┌─ Records to process

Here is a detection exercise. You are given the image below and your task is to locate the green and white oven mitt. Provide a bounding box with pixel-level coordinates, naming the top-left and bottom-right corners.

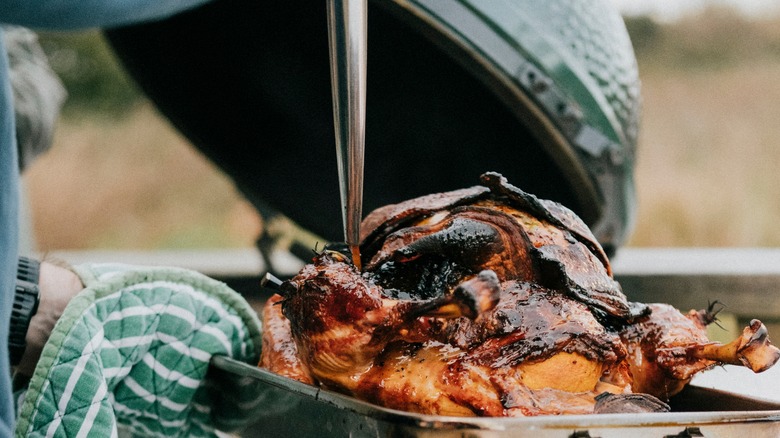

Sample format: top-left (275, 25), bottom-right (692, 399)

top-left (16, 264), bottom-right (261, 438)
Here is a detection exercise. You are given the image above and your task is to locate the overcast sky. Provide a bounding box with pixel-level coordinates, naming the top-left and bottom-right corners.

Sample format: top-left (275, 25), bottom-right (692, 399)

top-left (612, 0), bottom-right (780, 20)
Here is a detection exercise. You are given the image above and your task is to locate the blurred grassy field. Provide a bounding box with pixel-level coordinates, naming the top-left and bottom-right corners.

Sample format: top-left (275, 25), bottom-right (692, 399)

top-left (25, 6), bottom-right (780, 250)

└─

# [Goal]
Reproduce the lines above word for word, leaving out the pictures.

# [Written answer]
Here is a detection exercise. You are given the image below and your task is to locate the green and white oven mitt. Provide a bounding box with pixel-level coordinates, naming the top-left and bottom-right corners.


Sample format: top-left (275, 25), bottom-right (692, 399)

top-left (16, 264), bottom-right (261, 438)
Here is a detection exercise. You are given the image above and your task is to locate the overcast sky. Provide a bounding box with pixel-level coordinates, naming the top-left and bottom-right corners.

Sample format: top-left (275, 25), bottom-right (692, 399)

top-left (612, 0), bottom-right (780, 20)
Here is a detection exercise. You are given the image above and your task is to locate the blurred grassy field. Provide a bounding box with pixel-level coordinates, naming the top-left and bottom-right corners.

Sample format: top-left (275, 25), bottom-right (692, 399)

top-left (25, 6), bottom-right (780, 250)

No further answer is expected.